By Amie Rivers
I’d been measuring my nitrate test results all wrong. Chris Jones, a former lab scientist at Des Moines Water Works, confirmed it.
During the summer, I sent out nearly 100 nitrate test strips to Iowans across the state. Over half returned those strips back to me—not bad!
Sometimes the photos weren’t perfectly clear; people occasionally emailed me the “nitrite” number instead, and I had to rely on my eyes. But the bigger issue was that the numbers on those test strips don’t match how the Environmental Protection Agency (EPA) and water treatment plants count nitrates.
“The convention in the United States [is], we regulate nitrate as nitrogen,” Jones said.
Without getting too deep in the chemistry, that basically means I have to divide all the results our readers sent in by 4.4. (Why Europe and the US can’t agree on how to measure this is beyond me.)
Our experiment, which we launched after publishing our report on the relationship between Iowa’s water quality and rising cancer rates, includes results from cities across the state. Interestingly, we had a cluster of tests from Central Iowa, where Water Works has had problems with nitrate contamination in recent years.
What the reader-submitted water tests show is a wide range of nitrate levels, depending on where you live.
Reading the nitrate test results
The EPA is in charge (as of this writing) of regulating nitrates in the nation’s water. It has set the “maximum contaminant level” of 10 parts per million, or ppm, in order to prevent blue baby syndrome.
Anything over 3, however, will “generally indicate contamination,” the EPA also notes. And, as I’ve previously reported, nitrate contamination is associated with cancer.
Expressed in nitrate-as-nitrogen, a result of 10 ppm on the test strips we sent out would actually only be 2.3 ppm, and a result of 25 would be 5.7, which is considered contaminated. Anything over 44 ppm on that test is officially over the maximum.

....................

Activity list |
1. In the nitrate article, what maximum contaminant level has the EPA set for nitrates in water?
2. Write the next part of the nitrate article, starting after its last sentence.
The items aren't needed here; please leave them aside.

....................

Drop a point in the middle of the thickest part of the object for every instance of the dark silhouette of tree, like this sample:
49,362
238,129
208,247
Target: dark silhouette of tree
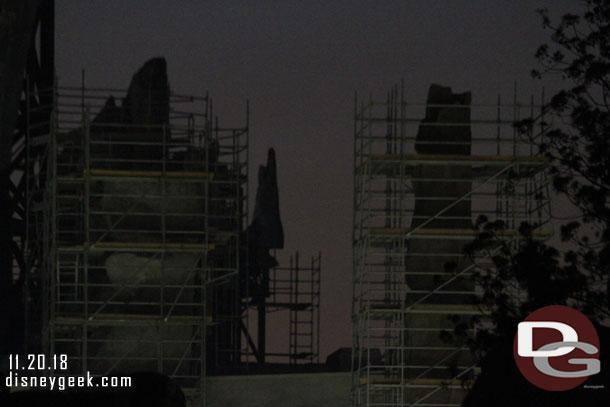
528,274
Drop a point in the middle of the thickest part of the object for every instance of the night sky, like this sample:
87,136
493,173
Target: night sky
300,63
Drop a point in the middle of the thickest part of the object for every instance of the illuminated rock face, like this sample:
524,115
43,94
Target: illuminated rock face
444,131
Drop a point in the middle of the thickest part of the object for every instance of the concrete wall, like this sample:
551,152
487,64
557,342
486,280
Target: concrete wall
285,390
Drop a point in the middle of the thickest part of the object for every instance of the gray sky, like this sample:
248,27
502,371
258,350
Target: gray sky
300,63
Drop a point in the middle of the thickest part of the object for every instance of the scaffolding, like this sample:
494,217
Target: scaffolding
295,289
134,233
416,202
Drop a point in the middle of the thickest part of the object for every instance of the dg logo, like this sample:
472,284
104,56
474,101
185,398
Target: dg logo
556,348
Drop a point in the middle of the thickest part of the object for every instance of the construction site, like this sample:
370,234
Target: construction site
132,247
424,173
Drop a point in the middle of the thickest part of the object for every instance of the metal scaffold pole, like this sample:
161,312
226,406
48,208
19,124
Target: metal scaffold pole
423,175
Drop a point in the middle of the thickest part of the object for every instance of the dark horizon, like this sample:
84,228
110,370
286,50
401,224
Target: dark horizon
299,65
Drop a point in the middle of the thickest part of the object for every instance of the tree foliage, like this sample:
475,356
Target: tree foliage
573,131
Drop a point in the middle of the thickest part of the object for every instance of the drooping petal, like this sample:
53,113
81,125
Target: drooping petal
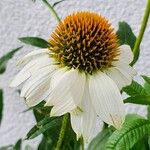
106,99
36,79
126,68
121,79
126,54
29,69
35,54
62,96
76,122
39,93
83,121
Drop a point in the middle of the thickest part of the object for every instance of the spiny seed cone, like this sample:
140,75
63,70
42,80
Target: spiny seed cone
85,41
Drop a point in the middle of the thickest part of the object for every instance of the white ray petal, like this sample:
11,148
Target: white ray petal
126,68
106,99
118,77
76,123
126,54
89,116
29,69
39,93
84,122
35,53
37,78
62,96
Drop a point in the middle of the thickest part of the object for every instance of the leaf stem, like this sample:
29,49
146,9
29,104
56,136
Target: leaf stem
62,131
51,9
142,30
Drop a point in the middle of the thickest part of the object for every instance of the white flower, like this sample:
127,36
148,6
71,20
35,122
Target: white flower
74,78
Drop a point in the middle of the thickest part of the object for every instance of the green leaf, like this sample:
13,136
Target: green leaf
146,78
35,41
139,145
139,99
133,130
4,59
56,3
1,105
18,145
28,147
126,36
9,147
134,89
45,144
46,124
99,142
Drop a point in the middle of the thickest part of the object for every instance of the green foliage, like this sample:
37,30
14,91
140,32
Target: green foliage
35,41
1,104
133,130
126,36
139,145
139,99
48,123
56,3
4,59
100,140
134,89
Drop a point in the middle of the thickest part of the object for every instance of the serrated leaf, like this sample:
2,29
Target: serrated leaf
1,105
4,59
45,144
126,36
35,41
18,145
133,130
99,142
46,124
139,145
134,89
56,3
139,99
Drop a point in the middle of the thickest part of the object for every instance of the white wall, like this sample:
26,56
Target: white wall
24,18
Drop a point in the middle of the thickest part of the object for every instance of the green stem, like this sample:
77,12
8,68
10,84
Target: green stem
82,143
51,9
142,30
62,131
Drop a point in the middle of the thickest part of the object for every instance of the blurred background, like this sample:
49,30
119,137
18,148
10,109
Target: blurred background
19,18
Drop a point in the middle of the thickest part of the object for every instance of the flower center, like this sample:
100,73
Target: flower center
85,41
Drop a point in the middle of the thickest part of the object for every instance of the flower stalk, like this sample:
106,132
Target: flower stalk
51,9
62,131
141,32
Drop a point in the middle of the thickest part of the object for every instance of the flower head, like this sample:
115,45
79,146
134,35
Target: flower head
81,73
85,41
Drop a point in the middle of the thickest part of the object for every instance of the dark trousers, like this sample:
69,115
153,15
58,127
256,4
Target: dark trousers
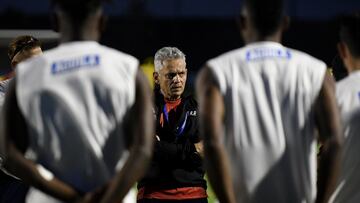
11,189
203,200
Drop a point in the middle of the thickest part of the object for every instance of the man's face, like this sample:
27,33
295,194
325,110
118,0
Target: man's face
25,54
172,78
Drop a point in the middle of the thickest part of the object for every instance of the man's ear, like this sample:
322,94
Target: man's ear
54,21
156,78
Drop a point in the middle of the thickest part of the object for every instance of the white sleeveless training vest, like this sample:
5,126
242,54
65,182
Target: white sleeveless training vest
269,92
74,99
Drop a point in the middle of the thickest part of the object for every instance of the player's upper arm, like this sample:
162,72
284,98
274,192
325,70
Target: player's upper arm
211,105
327,113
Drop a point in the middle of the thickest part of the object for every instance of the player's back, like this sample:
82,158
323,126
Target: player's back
269,92
348,98
74,99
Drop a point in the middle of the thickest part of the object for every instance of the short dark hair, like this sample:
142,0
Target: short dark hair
78,10
21,43
350,32
266,15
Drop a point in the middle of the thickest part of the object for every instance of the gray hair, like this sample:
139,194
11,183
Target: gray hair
167,53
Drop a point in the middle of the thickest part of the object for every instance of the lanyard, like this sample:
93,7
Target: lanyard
183,123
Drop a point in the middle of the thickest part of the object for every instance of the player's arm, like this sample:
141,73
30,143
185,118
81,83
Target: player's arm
329,126
211,108
141,130
14,138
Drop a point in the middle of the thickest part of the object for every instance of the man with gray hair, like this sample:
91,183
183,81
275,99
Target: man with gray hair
176,172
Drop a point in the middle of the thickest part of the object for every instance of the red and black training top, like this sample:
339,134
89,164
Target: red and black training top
176,170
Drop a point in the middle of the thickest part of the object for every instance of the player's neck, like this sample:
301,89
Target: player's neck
272,38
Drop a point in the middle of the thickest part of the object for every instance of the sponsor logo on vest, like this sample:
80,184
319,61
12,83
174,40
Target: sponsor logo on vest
263,53
63,66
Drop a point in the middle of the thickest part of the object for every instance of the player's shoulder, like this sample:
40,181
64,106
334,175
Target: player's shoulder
235,54
302,57
348,82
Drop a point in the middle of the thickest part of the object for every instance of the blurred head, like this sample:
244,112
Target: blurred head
349,45
170,72
22,48
80,19
261,19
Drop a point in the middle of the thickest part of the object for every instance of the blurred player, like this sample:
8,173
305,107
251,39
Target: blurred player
82,111
259,107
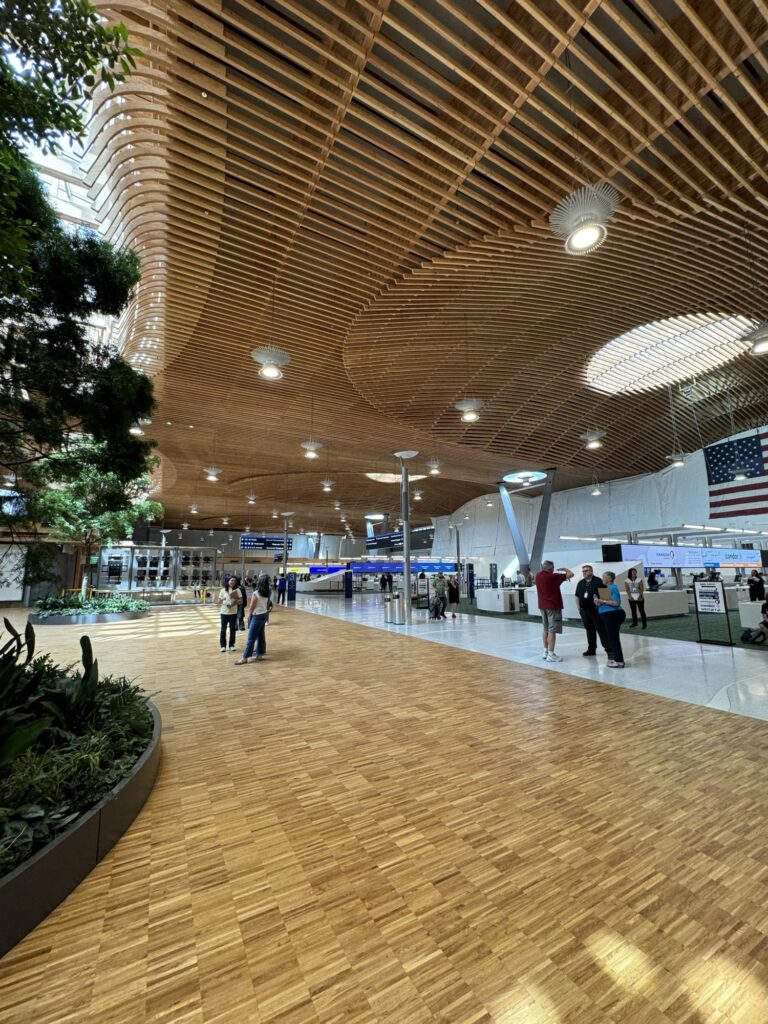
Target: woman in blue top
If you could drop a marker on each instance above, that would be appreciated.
(612, 614)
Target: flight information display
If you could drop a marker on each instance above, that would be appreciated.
(667, 556)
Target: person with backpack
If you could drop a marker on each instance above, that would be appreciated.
(259, 612)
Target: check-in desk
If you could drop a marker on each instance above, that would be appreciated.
(492, 599)
(750, 614)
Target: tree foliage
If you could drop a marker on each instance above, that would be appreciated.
(56, 383)
(80, 501)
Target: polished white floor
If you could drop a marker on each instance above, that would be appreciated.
(729, 679)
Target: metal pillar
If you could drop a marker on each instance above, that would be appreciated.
(458, 554)
(406, 512)
(520, 550)
(285, 550)
(541, 527)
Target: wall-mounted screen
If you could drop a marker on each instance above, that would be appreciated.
(667, 556)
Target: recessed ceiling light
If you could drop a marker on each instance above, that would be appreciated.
(593, 438)
(668, 351)
(394, 477)
(470, 409)
(271, 361)
(311, 449)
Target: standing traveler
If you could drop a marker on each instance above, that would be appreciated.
(548, 585)
(613, 614)
(591, 619)
(636, 592)
(454, 596)
(228, 601)
(259, 612)
(757, 586)
(243, 603)
(439, 596)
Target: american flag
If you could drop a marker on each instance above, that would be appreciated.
(745, 453)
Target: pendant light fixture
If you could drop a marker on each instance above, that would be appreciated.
(270, 358)
(677, 457)
(469, 408)
(311, 448)
(758, 337)
(581, 217)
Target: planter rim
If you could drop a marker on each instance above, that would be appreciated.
(86, 816)
(85, 617)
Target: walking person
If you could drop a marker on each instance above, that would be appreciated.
(258, 610)
(243, 603)
(454, 596)
(592, 621)
(548, 585)
(228, 600)
(613, 614)
(439, 596)
(636, 593)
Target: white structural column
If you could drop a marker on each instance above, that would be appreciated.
(406, 506)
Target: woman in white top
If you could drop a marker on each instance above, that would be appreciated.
(636, 592)
(228, 599)
(259, 612)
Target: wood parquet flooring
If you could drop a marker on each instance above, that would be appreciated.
(367, 827)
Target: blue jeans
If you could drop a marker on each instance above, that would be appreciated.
(231, 623)
(256, 636)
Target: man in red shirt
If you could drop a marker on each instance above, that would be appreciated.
(548, 585)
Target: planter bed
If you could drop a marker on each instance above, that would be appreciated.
(85, 617)
(32, 890)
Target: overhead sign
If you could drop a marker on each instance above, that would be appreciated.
(373, 567)
(421, 539)
(710, 598)
(667, 556)
(254, 542)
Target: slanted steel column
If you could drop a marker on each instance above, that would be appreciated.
(541, 526)
(520, 550)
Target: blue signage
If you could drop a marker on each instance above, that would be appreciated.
(252, 542)
(397, 566)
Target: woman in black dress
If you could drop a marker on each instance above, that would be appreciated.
(453, 589)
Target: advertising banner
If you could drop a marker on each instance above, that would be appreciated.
(667, 556)
(710, 598)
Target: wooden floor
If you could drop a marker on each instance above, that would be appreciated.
(368, 827)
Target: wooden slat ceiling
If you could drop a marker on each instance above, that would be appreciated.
(367, 184)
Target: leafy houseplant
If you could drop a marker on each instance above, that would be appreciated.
(67, 738)
(76, 604)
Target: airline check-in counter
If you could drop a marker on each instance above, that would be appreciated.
(657, 604)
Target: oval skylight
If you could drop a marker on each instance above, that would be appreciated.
(668, 351)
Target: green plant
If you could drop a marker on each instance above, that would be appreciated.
(67, 737)
(74, 604)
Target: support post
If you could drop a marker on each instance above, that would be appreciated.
(541, 526)
(520, 550)
(406, 512)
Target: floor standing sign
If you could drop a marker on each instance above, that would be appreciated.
(709, 598)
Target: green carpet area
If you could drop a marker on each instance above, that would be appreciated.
(670, 628)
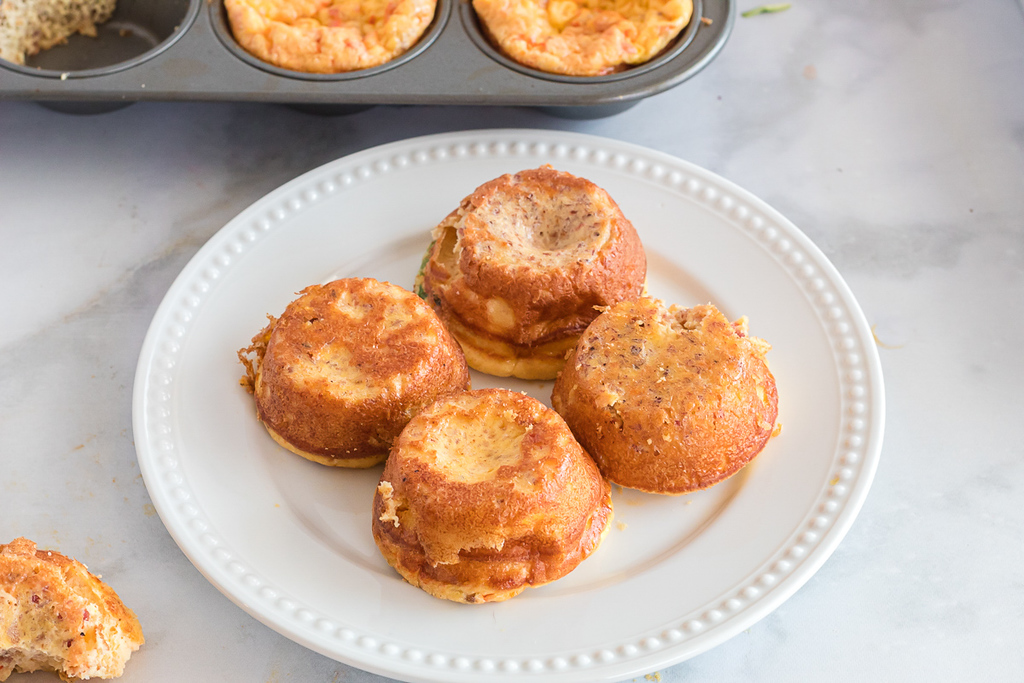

....................

Answers given |
1. 10 parts per million (ppm).

2.
But picking out that result—is it light pink, or slightly darker pink?—isn’t an exact science.
“I have to say it’s really hard to tell!” Julie Santee of Shenandoah told us via email after testing her water.
Alex Hammer sent us a video of his test results from the township of Scotch Ridge in rural Warren County, just south of Des Moines. The results (correctly calculated) showed a nitrate level from his city water of “at least” 5-6 ppm, over the EPA’s level of contamination.
“So that’s cool,” Hammer says sarcastically in the video.
But, he added, he was grateful someone was reporting on it. “Thanks for making this central to what people are talking about. Appreciate it as a colon cancer survivor. Keep up the good work.”
Mike Stein of Iowa City already filters his water through a reverse osmosis system, which removes nitrates. He recorded testing his unfiltered tap water on camera on different dates between July and September, and found levels up to 7.5 ppm, which he considered good news: “Nitrate levels seem to be coming down in the Iowa River a bit,” he said.
Overall, results averaged 3.3 ppm—showing contamination—across all results that came back.
These are, of course, only a snapshot in time of what the drinking water was like the day of testing, so take these results with that grain of salt.